◆ Aim of the exercise ◆
Please retype all of the data below, word for word.

** Recorded data follows **

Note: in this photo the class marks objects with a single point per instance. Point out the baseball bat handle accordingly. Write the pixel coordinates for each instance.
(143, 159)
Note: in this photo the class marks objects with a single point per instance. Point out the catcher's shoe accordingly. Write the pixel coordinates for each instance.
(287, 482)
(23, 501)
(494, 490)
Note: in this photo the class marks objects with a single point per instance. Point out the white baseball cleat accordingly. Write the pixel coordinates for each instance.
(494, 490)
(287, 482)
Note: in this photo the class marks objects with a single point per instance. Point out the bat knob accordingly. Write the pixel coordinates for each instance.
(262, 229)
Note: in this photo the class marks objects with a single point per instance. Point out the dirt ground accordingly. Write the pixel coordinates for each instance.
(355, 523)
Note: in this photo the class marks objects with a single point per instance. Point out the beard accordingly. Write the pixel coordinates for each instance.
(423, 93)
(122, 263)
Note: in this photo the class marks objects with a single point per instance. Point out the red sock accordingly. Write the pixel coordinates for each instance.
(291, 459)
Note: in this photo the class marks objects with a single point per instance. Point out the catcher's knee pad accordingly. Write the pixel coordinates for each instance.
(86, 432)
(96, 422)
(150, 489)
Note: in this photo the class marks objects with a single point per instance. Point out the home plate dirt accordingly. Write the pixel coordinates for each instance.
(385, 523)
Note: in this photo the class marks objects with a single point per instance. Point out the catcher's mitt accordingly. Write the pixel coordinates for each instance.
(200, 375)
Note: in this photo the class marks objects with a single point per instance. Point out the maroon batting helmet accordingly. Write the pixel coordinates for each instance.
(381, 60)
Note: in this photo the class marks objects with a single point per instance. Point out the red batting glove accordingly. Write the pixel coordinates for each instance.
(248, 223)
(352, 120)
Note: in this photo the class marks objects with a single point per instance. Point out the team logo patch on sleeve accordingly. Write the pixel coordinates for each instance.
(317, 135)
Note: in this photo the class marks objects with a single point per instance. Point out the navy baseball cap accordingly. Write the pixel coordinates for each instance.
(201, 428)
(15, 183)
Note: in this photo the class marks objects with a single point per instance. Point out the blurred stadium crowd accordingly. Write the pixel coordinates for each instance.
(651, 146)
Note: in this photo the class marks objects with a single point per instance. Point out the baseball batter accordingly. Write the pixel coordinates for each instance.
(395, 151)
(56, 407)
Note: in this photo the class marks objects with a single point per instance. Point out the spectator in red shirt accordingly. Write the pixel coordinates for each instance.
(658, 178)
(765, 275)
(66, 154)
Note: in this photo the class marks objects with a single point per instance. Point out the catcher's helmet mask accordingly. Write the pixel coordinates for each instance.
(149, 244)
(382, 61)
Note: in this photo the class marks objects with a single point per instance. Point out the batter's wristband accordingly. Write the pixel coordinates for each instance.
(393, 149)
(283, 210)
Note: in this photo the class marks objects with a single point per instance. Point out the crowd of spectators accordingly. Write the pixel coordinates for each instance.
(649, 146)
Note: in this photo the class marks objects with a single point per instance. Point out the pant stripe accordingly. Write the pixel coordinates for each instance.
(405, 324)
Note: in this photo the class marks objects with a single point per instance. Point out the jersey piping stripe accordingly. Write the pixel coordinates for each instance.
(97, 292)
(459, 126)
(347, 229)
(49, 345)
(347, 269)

** End of Recorded data **

◆ Exercise answer ◆
Note: in this photo the class marks objects with a single point per instance. Point out the baseball bat handle accordingly. Write the pixel coordinates for each instance.
(143, 159)
Note: in this photo the class marks objects with a single point per instance. Point out the catcher's shoe accordingly. Write the pixel coordinates for each instance.
(287, 482)
(23, 501)
(494, 490)
Note: in this photo the class marks objects with a single point per instance. Point out the white baseball cleat accordingly. Write the pixel coordinates for each instance.
(494, 490)
(287, 482)
Note: in this photo the class marks objects with a single point per instance. Point out the bat knob accordingly. Write the pixel coordinates for each instance.
(262, 229)
Note: in this photo the class marks objects with a single point per instance. Point out the dirt ground accordingly. Write the pixel coordinates for each instance.
(355, 523)
Note: in this photo the class marks objects with a single point per instance. Point out the beard accordingly. Write the pixel coordinates for each instance.
(423, 93)
(122, 263)
Note: in this photo the class marks objects with a single point per instance. Point out the red sock accordingly. Write the pixel coordinates for each instance.
(291, 459)
Note: in this photo the class marks objects with a single point per instance. Point out the catcher's knee pad accordingly. Write the pixel coordinates for each instance.
(86, 432)
(96, 422)
(150, 489)
Note: in this photo the class marks objects with a single point per instance. Point out the home plate dirt accordingly. Write the pixel coordinates for each instance.
(385, 523)
Note: in this photo the class marks objects with a single point per instance. Point out the catcher's mitt accordingly. Write the pixel coordinates for each instance.
(200, 375)
Note: in this photo the class marks objects with a single point per instance. Point out the maroon batting helmet accordingly. Write the pixel coordinates for each instance.
(381, 60)
Note: in this photo the class marks objects with a single point per instance. Point out the red batting glove accordingly. Write the pixel coordinates for each instance.
(248, 223)
(352, 120)
Note: in this photo the class marks objects with a single point per instance. Point out the team logo patch on sleeve accordingly. Write the pixel coordinates for each instance.
(317, 135)
Note: in this photo the class marks objects with a single point per instance. Point out the navy baseball cap accordingly. Write the pixel coordinates for each instance.
(201, 428)
(15, 183)
Note: in this photo the class marks objects with a single point per instance. Point out the blurred stadium crowd accordingly. Write the pixel coordinates for each instance.
(651, 146)
Note: in this photo the class marks objects with a single point per instance. Point out the baseball batter accordingly. Write the pixel coordinates for each instance.
(395, 151)
(56, 407)
Note: in this photo the class marks objects with a single point per instance. Point out the spectator in red shirt accordingly. Write the pixel coordinates for each instance.
(658, 178)
(765, 275)
(66, 154)
Note: in this photo the class marks objects with a single point per instance. Point out the catcher's helmet mask accordingly. Write the pixel coordinates for each instance.
(149, 244)
(382, 61)
Note: in this photo the class marks objects with a single point per instance. Point out the batter's wristband accordingly. Write the pixel coordinates for each instance.
(393, 149)
(283, 210)
Note: in this photo the class marks objects with a single point per instance. Point out the crowd of spectators accordingly. Write the pixel coordinates for each instance.
(649, 146)
Note: in this photo the class marks objects with a single point per instance. Point out the pant stripe accordingly. Write the pixel coordinates for each instance.
(405, 324)
Note: in this photo the class marks objects with a single point per instance. Point out the jersey piping stripe accordingly. Write the pixel coordinates for each instance.
(97, 292)
(459, 126)
(347, 229)
(49, 345)
(347, 269)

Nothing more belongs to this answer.